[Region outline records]
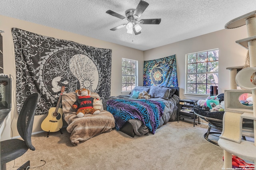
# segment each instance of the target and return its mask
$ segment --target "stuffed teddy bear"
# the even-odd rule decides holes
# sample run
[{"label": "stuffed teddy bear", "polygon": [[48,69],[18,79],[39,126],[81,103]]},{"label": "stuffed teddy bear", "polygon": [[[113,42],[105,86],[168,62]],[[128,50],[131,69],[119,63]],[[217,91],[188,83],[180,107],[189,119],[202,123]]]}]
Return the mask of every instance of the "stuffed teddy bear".
[{"label": "stuffed teddy bear", "polygon": [[85,88],[81,88],[76,90],[78,99],[72,105],[74,109],[78,109],[76,116],[78,117],[83,117],[84,115],[90,113],[96,114],[100,113],[99,109],[94,109],[93,107],[93,102],[97,100],[95,98],[91,97],[91,92]]},{"label": "stuffed teddy bear", "polygon": [[103,110],[103,105],[100,100],[97,99],[96,100],[94,100],[92,103],[93,108],[96,109],[100,109],[100,111],[102,111]]},{"label": "stuffed teddy bear", "polygon": [[219,104],[220,104],[220,101],[218,98],[217,97],[214,96],[207,97],[206,106],[210,108],[210,109],[212,109],[212,106],[215,106]]},{"label": "stuffed teddy bear", "polygon": [[203,99],[200,99],[198,100],[197,102],[197,105],[199,105],[200,106],[206,106],[206,101]]},{"label": "stuffed teddy bear", "polygon": [[132,97],[134,99],[138,99],[139,97],[139,94],[140,93],[140,92],[135,92],[135,91],[133,91],[133,93],[132,94]]},{"label": "stuffed teddy bear", "polygon": [[146,91],[142,91],[139,94],[138,99],[148,99],[150,98],[150,95],[148,94],[148,92]]}]

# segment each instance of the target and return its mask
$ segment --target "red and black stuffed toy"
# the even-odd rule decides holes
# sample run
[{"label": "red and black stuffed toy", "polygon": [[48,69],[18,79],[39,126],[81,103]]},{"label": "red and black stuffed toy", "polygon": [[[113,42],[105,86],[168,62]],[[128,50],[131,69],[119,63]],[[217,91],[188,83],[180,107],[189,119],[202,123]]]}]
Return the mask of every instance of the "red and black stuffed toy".
[{"label": "red and black stuffed toy", "polygon": [[93,107],[93,103],[97,100],[95,98],[90,96],[91,92],[85,88],[81,88],[76,90],[78,99],[72,105],[74,109],[78,109],[76,116],[79,117],[83,117],[86,114],[99,114],[99,109],[94,109]]}]

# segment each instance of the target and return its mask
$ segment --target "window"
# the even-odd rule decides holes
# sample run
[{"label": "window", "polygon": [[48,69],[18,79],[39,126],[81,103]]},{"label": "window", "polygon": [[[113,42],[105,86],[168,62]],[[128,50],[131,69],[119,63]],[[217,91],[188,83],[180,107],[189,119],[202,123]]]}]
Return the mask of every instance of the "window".
[{"label": "window", "polygon": [[137,85],[138,61],[122,59],[122,91],[132,91]]},{"label": "window", "polygon": [[210,94],[218,85],[218,49],[186,55],[186,94]]}]

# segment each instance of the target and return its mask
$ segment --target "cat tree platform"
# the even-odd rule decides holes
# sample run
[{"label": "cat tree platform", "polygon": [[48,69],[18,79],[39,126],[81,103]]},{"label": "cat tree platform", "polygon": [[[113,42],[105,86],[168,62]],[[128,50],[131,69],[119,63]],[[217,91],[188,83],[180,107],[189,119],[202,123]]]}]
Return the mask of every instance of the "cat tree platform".
[{"label": "cat tree platform", "polygon": [[246,20],[252,17],[256,17],[256,11],[252,11],[231,20],[225,25],[225,28],[236,28],[244,25],[246,24]]}]

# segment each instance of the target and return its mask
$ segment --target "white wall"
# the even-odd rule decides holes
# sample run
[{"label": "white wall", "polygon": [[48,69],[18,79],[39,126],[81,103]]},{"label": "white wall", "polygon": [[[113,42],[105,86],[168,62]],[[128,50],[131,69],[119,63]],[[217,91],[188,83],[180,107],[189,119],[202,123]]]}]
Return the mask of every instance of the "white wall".
[{"label": "white wall", "polygon": [[[224,25],[223,25],[224,27]],[[180,96],[182,99],[204,99],[202,97],[185,96],[185,56],[186,54],[219,49],[218,93],[230,87],[229,70],[227,67],[243,66],[247,50],[236,43],[248,37],[246,27],[219,31],[186,39],[144,52],[144,61],[176,55]]]},{"label": "white wall", "polygon": [[[122,66],[121,59],[125,58],[138,61],[139,84],[143,84],[143,52],[142,51],[127,47],[101,40],[82,36],[38,24],[17,20],[0,15],[0,30],[4,31],[3,37],[4,73],[12,75],[12,86],[15,96],[15,61],[14,47],[11,29],[16,27],[43,35],[58,39],[72,41],[78,43],[98,48],[112,49],[112,67],[111,70],[111,95],[121,94]],[[16,124],[18,113],[16,98],[13,97],[11,119],[14,117],[12,124],[13,136],[18,136]],[[35,116],[33,132],[42,131],[41,124],[46,115]],[[12,135],[12,134],[11,134]]]}]

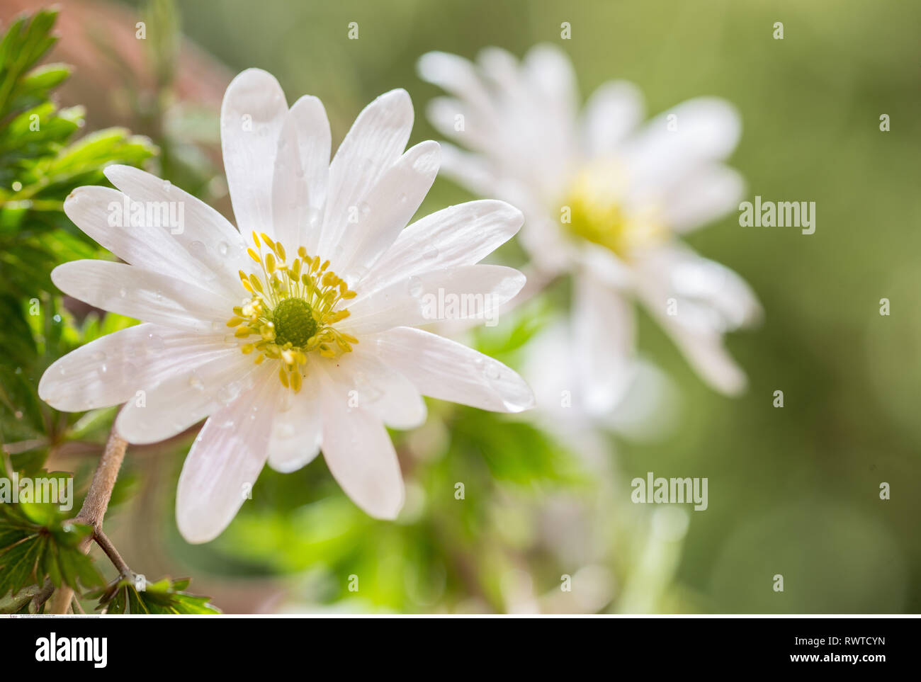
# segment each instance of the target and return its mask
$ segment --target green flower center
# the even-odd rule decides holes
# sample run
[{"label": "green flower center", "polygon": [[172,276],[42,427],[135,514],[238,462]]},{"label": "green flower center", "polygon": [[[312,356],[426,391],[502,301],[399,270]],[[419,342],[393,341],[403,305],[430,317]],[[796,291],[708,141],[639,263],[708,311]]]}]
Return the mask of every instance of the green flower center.
[{"label": "green flower center", "polygon": [[313,309],[302,298],[286,298],[272,312],[275,328],[275,343],[284,346],[306,346],[310,337],[317,333],[317,320]]}]

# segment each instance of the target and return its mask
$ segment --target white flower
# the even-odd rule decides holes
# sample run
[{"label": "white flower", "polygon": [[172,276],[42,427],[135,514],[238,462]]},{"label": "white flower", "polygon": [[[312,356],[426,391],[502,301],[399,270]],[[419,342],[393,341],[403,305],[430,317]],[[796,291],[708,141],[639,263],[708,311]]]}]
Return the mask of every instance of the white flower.
[{"label": "white flower", "polygon": [[303,97],[289,110],[277,81],[251,69],[221,110],[239,231],[124,166],[106,169],[121,191],[84,187],[67,198],[71,220],[125,262],[64,263],[54,283],[144,323],[60,359],[39,393],[69,411],[125,403],[115,428],[134,444],[207,417],[179,481],[177,521],[189,541],[227,526],[266,460],[293,471],[320,448],[359,507],[393,518],[403,484],[384,424],[423,422],[421,395],[496,411],[532,405],[504,364],[414,329],[429,321],[420,303],[429,290],[503,302],[524,276],[476,264],[521,225],[502,202],[452,206],[403,229],[439,161],[435,142],[403,152],[412,126],[406,92],[382,95],[331,162],[321,101]]},{"label": "white flower", "polygon": [[520,64],[495,48],[478,64],[430,52],[419,73],[454,96],[430,103],[433,124],[473,152],[444,144],[443,171],[524,211],[519,238],[544,276],[573,273],[572,353],[587,408],[611,410],[630,384],[631,299],[710,385],[744,387],[723,334],[756,321],[760,306],[737,274],[677,238],[741,195],[741,178],[722,164],[740,133],[729,104],[692,99],[638,127],[640,94],[617,81],[579,115],[569,60],[546,45]]}]

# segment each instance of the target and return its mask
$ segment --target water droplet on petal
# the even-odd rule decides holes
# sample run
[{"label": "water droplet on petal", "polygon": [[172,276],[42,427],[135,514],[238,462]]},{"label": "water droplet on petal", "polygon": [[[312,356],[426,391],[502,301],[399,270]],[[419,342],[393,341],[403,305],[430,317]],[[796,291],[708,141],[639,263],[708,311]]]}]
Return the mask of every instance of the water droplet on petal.
[{"label": "water droplet on petal", "polygon": [[495,364],[486,363],[486,366],[483,369],[483,376],[490,381],[496,381],[502,376],[502,372]]},{"label": "water droplet on petal", "polygon": [[194,388],[196,391],[204,391],[204,384],[202,382],[202,377],[196,373],[192,372],[189,376],[189,386]]}]

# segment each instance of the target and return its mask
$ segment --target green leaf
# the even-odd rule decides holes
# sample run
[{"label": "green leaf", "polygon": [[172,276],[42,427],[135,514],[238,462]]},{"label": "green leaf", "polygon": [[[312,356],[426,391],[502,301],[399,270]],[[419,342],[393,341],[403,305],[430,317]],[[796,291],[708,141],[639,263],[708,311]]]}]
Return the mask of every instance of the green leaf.
[{"label": "green leaf", "polygon": [[[9,490],[12,481],[0,479],[0,485]],[[41,585],[46,578],[56,587],[75,590],[102,584],[102,575],[80,549],[91,533],[88,526],[64,519],[56,504],[0,503],[0,597]]]},{"label": "green leaf", "polygon": [[87,595],[99,598],[97,610],[106,613],[216,614],[220,610],[208,603],[209,597],[185,592],[189,579],[162,578],[150,583],[143,575],[132,573],[116,578],[103,591]]}]

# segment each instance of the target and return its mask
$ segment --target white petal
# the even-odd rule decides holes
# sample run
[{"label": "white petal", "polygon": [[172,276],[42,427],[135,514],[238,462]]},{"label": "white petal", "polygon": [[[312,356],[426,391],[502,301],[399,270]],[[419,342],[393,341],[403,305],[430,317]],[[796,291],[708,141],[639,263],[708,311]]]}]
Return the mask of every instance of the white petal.
[{"label": "white petal", "polygon": [[444,319],[494,318],[525,277],[502,265],[463,265],[407,277],[348,306],[340,329],[353,336]]},{"label": "white petal", "polygon": [[498,176],[486,157],[441,143],[441,174],[471,191],[497,196]]},{"label": "white petal", "polygon": [[611,412],[630,387],[635,367],[631,305],[588,272],[576,277],[573,349],[580,404],[593,414]]},{"label": "white petal", "polygon": [[348,227],[353,237],[336,261],[337,271],[360,277],[393,244],[435,181],[439,156],[438,143],[428,140],[386,171],[362,202],[358,222]]},{"label": "white petal", "polygon": [[297,471],[320,452],[321,408],[313,399],[319,390],[316,378],[309,373],[299,393],[278,394],[268,445],[269,466],[275,471]]},{"label": "white petal", "polygon": [[[252,386],[252,358],[236,349],[197,367],[186,367],[125,404],[115,429],[129,443],[157,443],[181,433]],[[271,422],[271,414],[268,415]]]},{"label": "white petal", "polygon": [[[739,275],[689,249],[659,249],[637,263],[637,295],[697,373],[729,395],[746,386],[723,347],[723,333],[756,322],[761,306]],[[668,315],[669,300],[677,303]]]},{"label": "white petal", "polygon": [[285,93],[271,74],[247,69],[234,78],[221,106],[221,149],[237,226],[274,234],[272,178],[278,137],[287,112]]},{"label": "white petal", "polygon": [[393,519],[403,482],[393,444],[379,418],[332,394],[323,404],[323,458],[356,504],[375,518]]},{"label": "white petal", "polygon": [[600,86],[585,105],[584,142],[589,156],[610,156],[643,120],[643,95],[627,81]]},{"label": "white petal", "polygon": [[278,380],[260,386],[215,412],[189,451],[176,491],[176,523],[191,543],[213,540],[237,514],[265,464],[271,419],[253,418],[253,407],[271,399]]},{"label": "white petal", "polygon": [[234,306],[194,284],[109,260],[71,260],[52,272],[52,281],[103,310],[204,333],[221,329]]},{"label": "white petal", "polygon": [[360,212],[368,191],[400,158],[413,129],[413,102],[405,90],[391,90],[358,114],[330,164],[323,229],[318,252],[336,259],[335,248],[347,235],[349,217]]},{"label": "white petal", "polygon": [[118,405],[226,352],[223,334],[136,325],[92,341],[54,362],[39,382],[39,396],[55,410],[68,412]]},{"label": "white petal", "polygon": [[[176,242],[169,235],[169,227],[157,225],[154,219],[165,217],[169,222],[169,215],[152,212],[148,224],[145,212],[137,222],[130,221],[130,200],[117,190],[78,187],[64,200],[64,210],[77,227],[126,262],[183,282],[208,283],[216,279],[215,272]],[[166,210],[169,212],[169,207]]]},{"label": "white petal", "polygon": [[[175,249],[166,242],[175,240],[181,249],[181,256],[197,260],[209,273],[220,276],[215,284],[224,284],[234,294],[239,293],[237,272],[246,264],[246,248],[239,232],[227,218],[200,199],[140,168],[116,165],[107,167],[104,172],[115,187],[134,202],[146,206],[162,206],[167,202],[169,206],[177,207],[175,211],[182,219],[181,227],[155,228],[160,238],[152,245],[153,249],[172,261]],[[149,255],[148,260],[141,262],[119,253],[115,255],[134,265],[154,269],[149,266]]]},{"label": "white petal", "polygon": [[423,395],[497,412],[519,412],[534,405],[530,388],[518,374],[456,341],[400,327],[368,342]]},{"label": "white petal", "polygon": [[491,95],[476,67],[463,57],[448,52],[428,52],[419,58],[419,77],[470,102],[481,114],[493,110]]},{"label": "white petal", "polygon": [[430,214],[400,233],[356,291],[367,295],[412,275],[476,263],[508,241],[523,222],[517,208],[493,200]]},{"label": "white petal", "polygon": [[[492,119],[478,117],[466,101],[449,97],[432,98],[426,105],[426,118],[442,135],[468,149],[490,156],[507,151],[495,147],[496,140],[502,139],[499,131],[510,122],[507,118],[505,125],[498,126]],[[461,121],[463,125],[459,126]]]},{"label": "white petal", "polygon": [[275,238],[293,253],[316,253],[330,168],[330,121],[315,97],[302,97],[285,117],[272,185]]},{"label": "white petal", "polygon": [[735,108],[717,98],[689,99],[659,114],[624,145],[634,191],[668,188],[697,166],[726,158],[740,132]]},{"label": "white petal", "polygon": [[740,173],[712,165],[680,182],[664,202],[667,225],[678,233],[688,232],[736,209],[745,189]]},{"label": "white petal", "polygon": [[332,389],[349,407],[367,410],[394,429],[414,429],[426,421],[426,403],[413,383],[361,344],[324,368]]}]

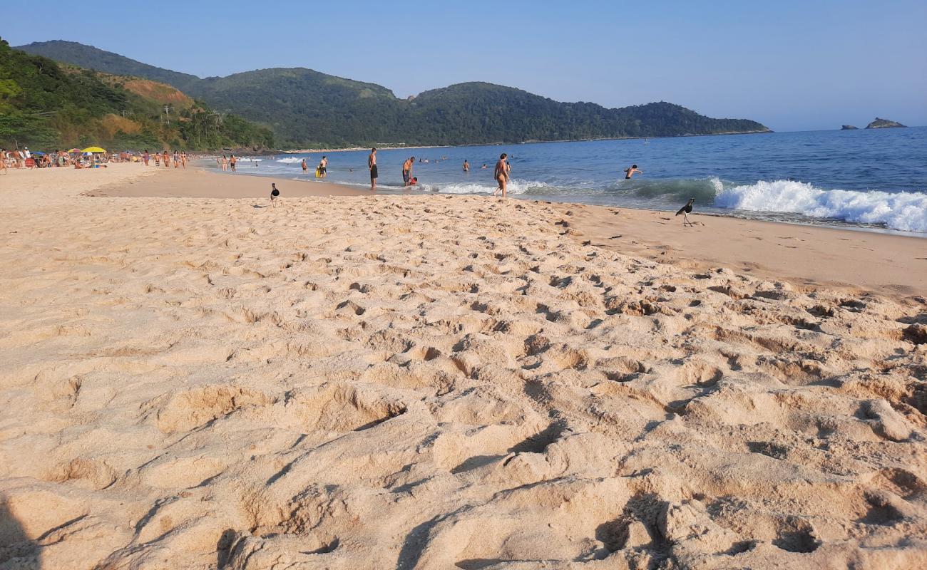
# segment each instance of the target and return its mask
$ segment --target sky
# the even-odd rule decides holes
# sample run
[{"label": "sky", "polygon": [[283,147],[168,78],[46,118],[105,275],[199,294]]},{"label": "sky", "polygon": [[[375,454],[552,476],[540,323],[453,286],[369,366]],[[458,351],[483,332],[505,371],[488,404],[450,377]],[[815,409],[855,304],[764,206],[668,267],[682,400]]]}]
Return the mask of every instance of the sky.
[{"label": "sky", "polygon": [[306,67],[402,97],[484,81],[609,108],[669,101],[774,131],[876,116],[927,125],[925,0],[103,6],[36,18],[12,3],[0,37],[81,42],[200,77]]}]

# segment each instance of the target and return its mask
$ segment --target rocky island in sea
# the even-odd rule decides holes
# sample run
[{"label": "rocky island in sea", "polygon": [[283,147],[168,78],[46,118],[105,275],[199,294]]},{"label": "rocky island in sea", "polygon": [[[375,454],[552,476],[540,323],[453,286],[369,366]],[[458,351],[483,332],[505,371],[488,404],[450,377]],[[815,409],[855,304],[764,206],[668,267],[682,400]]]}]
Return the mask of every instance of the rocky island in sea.
[{"label": "rocky island in sea", "polygon": [[906,128],[906,125],[900,122],[895,122],[894,120],[889,120],[887,119],[875,118],[875,120],[866,125],[867,129],[897,129]]}]

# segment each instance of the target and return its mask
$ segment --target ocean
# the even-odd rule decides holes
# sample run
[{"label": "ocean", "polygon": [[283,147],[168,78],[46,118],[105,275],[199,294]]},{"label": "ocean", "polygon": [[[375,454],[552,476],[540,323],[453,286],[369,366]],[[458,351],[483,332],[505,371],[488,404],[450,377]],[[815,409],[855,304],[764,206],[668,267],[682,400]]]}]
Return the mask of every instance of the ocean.
[{"label": "ocean", "polygon": [[[384,149],[378,189],[401,192],[414,156],[416,192],[488,195],[503,152],[516,198],[676,210],[694,197],[695,211],[927,236],[927,127]],[[368,153],[324,153],[328,181],[369,186]],[[314,183],[322,156],[245,158],[238,171]],[[631,164],[643,174],[624,180]]]}]

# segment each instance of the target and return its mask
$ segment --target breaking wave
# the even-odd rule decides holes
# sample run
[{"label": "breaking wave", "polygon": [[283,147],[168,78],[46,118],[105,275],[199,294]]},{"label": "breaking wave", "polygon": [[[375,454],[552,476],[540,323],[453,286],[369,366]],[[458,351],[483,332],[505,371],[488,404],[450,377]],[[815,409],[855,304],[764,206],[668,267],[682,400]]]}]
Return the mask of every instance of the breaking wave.
[{"label": "breaking wave", "polygon": [[884,224],[894,230],[927,232],[927,194],[821,190],[796,181],[759,181],[722,189],[717,208],[789,212],[857,223]]}]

PROBLEM TO SOLVE:
How many lines of the records above contain the string "center"? Give only the number.

ANSWER TO THIS TASK:
4